> _TEXTO DE LECTURA_
------------
Y es que al Rey no le faltó el reconocimiento ni el calor institucional del que adolecieron sus predecesores en el trono. Allí estaba ayer, entre los cerca de 200 invitados y como testigo de la continuidad dinástica, Landelino Lavilla, el que fuera notario mayor del Reino aquel día de hace 37 años en que Don Juan se cuadró ante su hijo en La Zarzuela y exclamó: «¡Majestad, sobre todo, España!».
Pero costaba ayer encontrar suficientes paralelismos entre lo que aconteció en la Sala de Columnas del Palacio Real y aquella también histórica y mucho más íntima cesión de derechos dinásticos de Don Juan, el Conde de Barcelona, en favor de su hijo –el ya proclamado Rey Juan Carlos– de mayo de 1977.
Aunque alejado de cualquier fasto, el adiós del Rey exhibió ayer un legado propio y contó para ello con la presencia de los tres poderes del Estado –Ejecutivo, Legislativo y Judicial–, de todos los órganos consultivos, de todas las órdenes civiles y militares, del empresariado y los sindicatos… además de los ponentes de la Constitución y los tres ex presidentes vivos de la democracia, que le rindieron, todos a una, un largo, muy largo aplauso.
A diferencia también del tono de la despedida de su padre, Don Juan Carlos renunció a las palabras. A su hijo apenas le avisó de que le iba a ceder el asiento unos minutos antes, a su llegada al Palacio Real, según se comentó en el cóctel –también muy sobrio– que se sirvió tras la ceremonia.
Y no hubo más marcialidad que la del himno nacional –que sonó una vez en el exterior y dos en la Sala de Columnas– y las 21 salvas con que el hasta ahora Jefe del Estado fue saludado por última vez a su llegada al Palacio Real.
------------
> _LO QUE SE PIDE_
Vuelve a escribir completo el texto sobre la despedida del rey Juan Carlos en el Palacio Real, sin cambiar nada. El listado que sigue es material aparte, sin relación con el texto.

> _Elementos listados en un conjunto de datos_
------------
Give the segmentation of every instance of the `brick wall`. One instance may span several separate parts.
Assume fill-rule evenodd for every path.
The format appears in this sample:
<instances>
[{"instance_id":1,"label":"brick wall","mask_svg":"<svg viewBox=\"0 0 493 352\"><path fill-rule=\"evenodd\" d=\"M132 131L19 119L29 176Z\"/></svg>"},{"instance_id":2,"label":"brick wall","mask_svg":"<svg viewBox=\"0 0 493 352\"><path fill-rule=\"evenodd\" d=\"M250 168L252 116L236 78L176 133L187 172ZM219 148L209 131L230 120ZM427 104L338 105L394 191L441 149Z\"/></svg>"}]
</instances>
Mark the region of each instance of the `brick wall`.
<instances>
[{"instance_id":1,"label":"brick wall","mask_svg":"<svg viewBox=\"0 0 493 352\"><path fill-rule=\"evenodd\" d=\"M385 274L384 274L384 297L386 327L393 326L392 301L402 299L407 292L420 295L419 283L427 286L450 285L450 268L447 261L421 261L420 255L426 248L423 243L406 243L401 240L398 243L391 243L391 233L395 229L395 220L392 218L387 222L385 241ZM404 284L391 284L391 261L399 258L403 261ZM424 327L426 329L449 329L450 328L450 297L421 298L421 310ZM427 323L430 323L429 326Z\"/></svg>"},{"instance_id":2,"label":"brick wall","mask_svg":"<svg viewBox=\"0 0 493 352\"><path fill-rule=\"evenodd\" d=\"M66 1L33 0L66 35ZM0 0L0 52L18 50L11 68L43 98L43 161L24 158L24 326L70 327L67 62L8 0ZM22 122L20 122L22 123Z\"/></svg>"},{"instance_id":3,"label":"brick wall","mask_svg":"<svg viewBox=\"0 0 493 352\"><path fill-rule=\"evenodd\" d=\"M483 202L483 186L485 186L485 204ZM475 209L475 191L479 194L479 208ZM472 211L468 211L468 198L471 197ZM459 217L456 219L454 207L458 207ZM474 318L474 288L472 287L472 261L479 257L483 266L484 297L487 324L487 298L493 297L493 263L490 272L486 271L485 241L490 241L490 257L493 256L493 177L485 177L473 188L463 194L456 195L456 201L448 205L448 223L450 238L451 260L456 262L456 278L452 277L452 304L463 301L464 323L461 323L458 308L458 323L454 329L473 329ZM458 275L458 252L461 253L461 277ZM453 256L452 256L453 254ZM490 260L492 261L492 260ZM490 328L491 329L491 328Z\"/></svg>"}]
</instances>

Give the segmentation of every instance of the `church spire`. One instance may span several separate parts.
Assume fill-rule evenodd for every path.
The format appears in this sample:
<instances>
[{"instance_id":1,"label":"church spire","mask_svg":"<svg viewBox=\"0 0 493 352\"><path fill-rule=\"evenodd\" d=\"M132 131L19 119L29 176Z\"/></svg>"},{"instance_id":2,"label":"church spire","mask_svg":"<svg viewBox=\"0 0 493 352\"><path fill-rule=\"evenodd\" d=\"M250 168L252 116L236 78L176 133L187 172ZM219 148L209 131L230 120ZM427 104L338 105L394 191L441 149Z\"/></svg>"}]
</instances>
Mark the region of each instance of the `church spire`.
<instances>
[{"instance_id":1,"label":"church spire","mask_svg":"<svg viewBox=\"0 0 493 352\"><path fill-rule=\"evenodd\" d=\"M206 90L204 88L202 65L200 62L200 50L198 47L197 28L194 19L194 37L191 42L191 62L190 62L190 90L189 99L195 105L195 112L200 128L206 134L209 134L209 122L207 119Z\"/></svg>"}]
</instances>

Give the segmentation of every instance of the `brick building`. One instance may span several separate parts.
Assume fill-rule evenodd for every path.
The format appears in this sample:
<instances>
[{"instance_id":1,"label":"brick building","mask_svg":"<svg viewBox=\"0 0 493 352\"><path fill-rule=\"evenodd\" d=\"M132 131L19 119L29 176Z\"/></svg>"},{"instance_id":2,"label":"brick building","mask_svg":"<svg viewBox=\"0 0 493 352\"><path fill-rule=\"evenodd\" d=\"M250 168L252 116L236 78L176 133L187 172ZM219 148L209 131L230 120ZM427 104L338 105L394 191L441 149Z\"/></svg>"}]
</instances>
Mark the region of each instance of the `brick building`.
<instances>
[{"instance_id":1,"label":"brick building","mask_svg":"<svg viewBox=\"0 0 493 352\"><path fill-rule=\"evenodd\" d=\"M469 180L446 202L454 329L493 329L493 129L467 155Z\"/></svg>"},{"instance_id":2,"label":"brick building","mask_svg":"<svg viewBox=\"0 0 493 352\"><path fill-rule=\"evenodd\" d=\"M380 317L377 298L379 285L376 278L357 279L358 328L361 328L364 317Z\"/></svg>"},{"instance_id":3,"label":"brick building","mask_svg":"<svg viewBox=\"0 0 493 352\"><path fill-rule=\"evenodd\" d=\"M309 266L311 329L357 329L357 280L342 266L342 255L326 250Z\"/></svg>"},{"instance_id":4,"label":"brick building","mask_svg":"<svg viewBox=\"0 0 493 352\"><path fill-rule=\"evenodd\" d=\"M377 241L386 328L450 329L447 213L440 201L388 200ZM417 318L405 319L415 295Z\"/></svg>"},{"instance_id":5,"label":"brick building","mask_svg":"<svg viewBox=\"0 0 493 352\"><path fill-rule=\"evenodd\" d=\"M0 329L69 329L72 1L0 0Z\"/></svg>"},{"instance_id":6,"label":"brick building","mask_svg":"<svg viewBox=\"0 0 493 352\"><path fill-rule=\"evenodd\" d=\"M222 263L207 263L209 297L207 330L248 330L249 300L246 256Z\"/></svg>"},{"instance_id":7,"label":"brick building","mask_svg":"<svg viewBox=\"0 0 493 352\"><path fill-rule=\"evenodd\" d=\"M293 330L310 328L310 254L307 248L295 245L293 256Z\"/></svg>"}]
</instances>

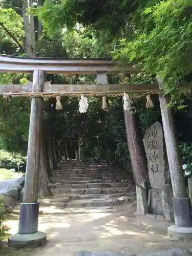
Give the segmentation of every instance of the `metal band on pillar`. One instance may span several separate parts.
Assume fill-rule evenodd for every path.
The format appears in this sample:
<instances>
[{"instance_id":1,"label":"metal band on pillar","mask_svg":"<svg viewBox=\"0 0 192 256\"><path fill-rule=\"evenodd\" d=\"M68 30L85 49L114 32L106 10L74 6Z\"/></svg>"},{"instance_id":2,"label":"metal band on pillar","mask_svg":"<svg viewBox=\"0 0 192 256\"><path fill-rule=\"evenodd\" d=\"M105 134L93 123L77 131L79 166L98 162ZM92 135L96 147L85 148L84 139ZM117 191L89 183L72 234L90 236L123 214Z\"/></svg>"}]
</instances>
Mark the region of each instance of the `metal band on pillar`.
<instances>
[{"instance_id":1,"label":"metal band on pillar","mask_svg":"<svg viewBox=\"0 0 192 256\"><path fill-rule=\"evenodd\" d=\"M33 91L44 91L44 72L33 73ZM32 97L29 132L24 202L20 204L18 233L31 234L38 230L39 203L37 202L43 99Z\"/></svg>"}]
</instances>

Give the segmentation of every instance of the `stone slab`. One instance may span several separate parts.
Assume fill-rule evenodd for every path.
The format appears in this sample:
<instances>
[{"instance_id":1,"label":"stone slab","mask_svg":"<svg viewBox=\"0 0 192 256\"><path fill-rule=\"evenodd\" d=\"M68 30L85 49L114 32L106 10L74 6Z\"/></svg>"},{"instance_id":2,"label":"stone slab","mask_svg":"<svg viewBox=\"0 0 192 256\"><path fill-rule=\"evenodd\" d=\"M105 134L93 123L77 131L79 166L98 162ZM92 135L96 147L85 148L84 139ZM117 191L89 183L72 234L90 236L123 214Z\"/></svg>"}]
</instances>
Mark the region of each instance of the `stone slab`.
<instances>
[{"instance_id":1,"label":"stone slab","mask_svg":"<svg viewBox=\"0 0 192 256\"><path fill-rule=\"evenodd\" d=\"M76 256L136 256L135 254L120 253L113 251L79 251Z\"/></svg>"},{"instance_id":2,"label":"stone slab","mask_svg":"<svg viewBox=\"0 0 192 256\"><path fill-rule=\"evenodd\" d=\"M166 220L174 221L174 211L173 206L173 190L169 184L166 184L162 191L162 206Z\"/></svg>"},{"instance_id":3,"label":"stone slab","mask_svg":"<svg viewBox=\"0 0 192 256\"><path fill-rule=\"evenodd\" d=\"M151 188L148 191L148 207L151 212L159 215L163 215L162 207L162 191Z\"/></svg>"},{"instance_id":4,"label":"stone slab","mask_svg":"<svg viewBox=\"0 0 192 256\"><path fill-rule=\"evenodd\" d=\"M143 143L152 187L162 189L165 184L165 166L163 129L159 122L156 122L146 131Z\"/></svg>"},{"instance_id":5,"label":"stone slab","mask_svg":"<svg viewBox=\"0 0 192 256\"><path fill-rule=\"evenodd\" d=\"M8 245L12 247L20 247L26 245L37 247L44 246L46 242L46 234L38 231L33 234L13 234L9 238Z\"/></svg>"},{"instance_id":6,"label":"stone slab","mask_svg":"<svg viewBox=\"0 0 192 256\"><path fill-rule=\"evenodd\" d=\"M179 248L172 248L156 252L139 253L137 256L190 256L191 255L191 253L189 254L185 250L181 250Z\"/></svg>"},{"instance_id":7,"label":"stone slab","mask_svg":"<svg viewBox=\"0 0 192 256\"><path fill-rule=\"evenodd\" d=\"M146 189L136 185L136 191L137 214L145 215L148 212Z\"/></svg>"},{"instance_id":8,"label":"stone slab","mask_svg":"<svg viewBox=\"0 0 192 256\"><path fill-rule=\"evenodd\" d=\"M178 227L173 225L167 228L168 236L173 240L192 240L192 227Z\"/></svg>"}]
</instances>

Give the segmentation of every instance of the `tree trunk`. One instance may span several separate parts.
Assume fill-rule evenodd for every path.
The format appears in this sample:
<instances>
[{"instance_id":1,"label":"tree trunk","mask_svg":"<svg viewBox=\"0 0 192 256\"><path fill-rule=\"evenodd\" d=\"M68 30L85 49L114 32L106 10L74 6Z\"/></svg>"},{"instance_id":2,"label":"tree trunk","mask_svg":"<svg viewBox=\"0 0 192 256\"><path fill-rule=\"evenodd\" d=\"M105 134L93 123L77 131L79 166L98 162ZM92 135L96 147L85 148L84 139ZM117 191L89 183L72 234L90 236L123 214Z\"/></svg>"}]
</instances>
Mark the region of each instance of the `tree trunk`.
<instances>
[{"instance_id":1,"label":"tree trunk","mask_svg":"<svg viewBox=\"0 0 192 256\"><path fill-rule=\"evenodd\" d=\"M143 186L148 179L146 156L142 144L138 117L129 111L124 111L126 136L133 177L136 185Z\"/></svg>"},{"instance_id":2,"label":"tree trunk","mask_svg":"<svg viewBox=\"0 0 192 256\"><path fill-rule=\"evenodd\" d=\"M165 96L160 95L159 102L173 195L174 197L185 198L187 197L186 186L172 110L166 107L168 99Z\"/></svg>"},{"instance_id":3,"label":"tree trunk","mask_svg":"<svg viewBox=\"0 0 192 256\"><path fill-rule=\"evenodd\" d=\"M44 145L42 143L40 160L40 177L39 180L39 196L51 197L52 193L48 186L49 176L47 174Z\"/></svg>"}]
</instances>

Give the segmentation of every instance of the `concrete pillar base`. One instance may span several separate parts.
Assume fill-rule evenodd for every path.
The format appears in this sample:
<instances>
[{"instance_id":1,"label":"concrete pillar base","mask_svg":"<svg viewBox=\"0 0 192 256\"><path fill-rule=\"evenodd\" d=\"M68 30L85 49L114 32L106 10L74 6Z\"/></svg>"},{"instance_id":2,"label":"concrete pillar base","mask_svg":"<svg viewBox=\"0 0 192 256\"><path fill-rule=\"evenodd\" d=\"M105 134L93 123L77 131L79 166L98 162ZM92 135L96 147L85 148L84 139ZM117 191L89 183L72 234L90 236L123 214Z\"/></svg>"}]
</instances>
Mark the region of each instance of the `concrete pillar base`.
<instances>
[{"instance_id":1,"label":"concrete pillar base","mask_svg":"<svg viewBox=\"0 0 192 256\"><path fill-rule=\"evenodd\" d=\"M22 247L26 245L31 247L37 247L44 246L46 242L46 234L38 231L32 234L13 234L9 238L8 245L13 247Z\"/></svg>"},{"instance_id":2,"label":"concrete pillar base","mask_svg":"<svg viewBox=\"0 0 192 256\"><path fill-rule=\"evenodd\" d=\"M167 228L167 234L173 240L192 240L192 227L179 227L173 225Z\"/></svg>"}]
</instances>

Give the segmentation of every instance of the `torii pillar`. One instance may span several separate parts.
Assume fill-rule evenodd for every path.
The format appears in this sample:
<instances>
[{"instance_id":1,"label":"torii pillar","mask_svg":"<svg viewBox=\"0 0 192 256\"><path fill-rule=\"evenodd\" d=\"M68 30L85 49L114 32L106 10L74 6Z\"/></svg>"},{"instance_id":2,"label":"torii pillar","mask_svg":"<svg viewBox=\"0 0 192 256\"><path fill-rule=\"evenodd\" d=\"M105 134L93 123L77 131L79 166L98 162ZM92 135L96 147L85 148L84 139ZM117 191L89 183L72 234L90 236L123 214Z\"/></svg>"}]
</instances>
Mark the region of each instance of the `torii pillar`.
<instances>
[{"instance_id":1,"label":"torii pillar","mask_svg":"<svg viewBox=\"0 0 192 256\"><path fill-rule=\"evenodd\" d=\"M33 92L44 91L44 72L33 73ZM40 154L42 135L42 98L31 100L28 147L23 202L20 204L18 233L8 239L8 245L18 247L25 245L44 246L46 234L38 231L39 203L38 199Z\"/></svg>"}]
</instances>

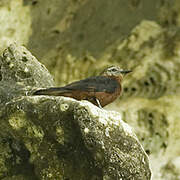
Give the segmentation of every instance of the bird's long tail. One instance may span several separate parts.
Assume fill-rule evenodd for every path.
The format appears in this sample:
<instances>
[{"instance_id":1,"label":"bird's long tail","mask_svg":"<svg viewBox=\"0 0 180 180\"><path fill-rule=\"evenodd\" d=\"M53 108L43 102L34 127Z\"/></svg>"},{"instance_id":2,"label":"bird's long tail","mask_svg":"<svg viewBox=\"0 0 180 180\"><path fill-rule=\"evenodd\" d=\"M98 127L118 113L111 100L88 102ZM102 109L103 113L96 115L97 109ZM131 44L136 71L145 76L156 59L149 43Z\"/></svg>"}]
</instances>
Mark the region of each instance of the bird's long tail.
<instances>
[{"instance_id":1,"label":"bird's long tail","mask_svg":"<svg viewBox=\"0 0 180 180\"><path fill-rule=\"evenodd\" d=\"M58 88L39 89L35 91L33 95L61 96L67 92L68 90L66 90L65 88L58 87Z\"/></svg>"}]
</instances>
------------
> _SOLUCIÓN_
Y es que al Rey no le faltó el reconocimiento ni el calor institucional del que adolecieron sus predecesores en el trono. Allí estaba ayer, entre los cerca de 200 invitados y como testigo de la continuidad dinástica, Landelino Lavilla, el que fuera notario mayor del Reino aquel día de hace 37 años en que Don Juan se cuadró ante su hijo en La Zarzuela y exclamó: «¡Majestad, sobre todo, España!».
Pero costaba ayer encontrar suficientes paralelismos entre lo que aconteció en la Sala de Columnas del Palacio Real y aquella también histórica y mucho más íntima cesión de derechos dinásticos de Don Juan, el Conde de Barcelona, en favor de su hijo –el ya proclamado Rey Juan Carlos– de mayo de 1977.
Aunque alejado de cualquier fasto, el adiós del Rey exhibió ayer un legado propio y contó para ello con la presencia de los tres poderes del Estado –Ejecutivo, Legislativo y Judicial–, de todos los órganos consultivos, de todas las órdenes civiles y militares, del empresariado y los sindicatos… además de los ponentes de la Constitución y los tres ex presidentes vivos de la democracia, que le rindieron, todos a una, un largo, muy largo aplauso.
A diferencia también del tono de la despedida de su padre, Don Juan Carlos renunció a las palabras. A su hijo apenas le avisó de que le iba a ceder el asiento unos minutos antes, a su llegada al Palacio Real, según se comentó en el cóctel –también muy sobrio– que se sirvió tras la ceremonia.
Y no hubo más marcialidad que la del himno nacional –que sonó una vez en el exterior y dos en la Sala de Columnas– y las 21 salvas con que el hasta ahora Jefe del Estado fue saludado por última vez a su llegada al Palacio Real.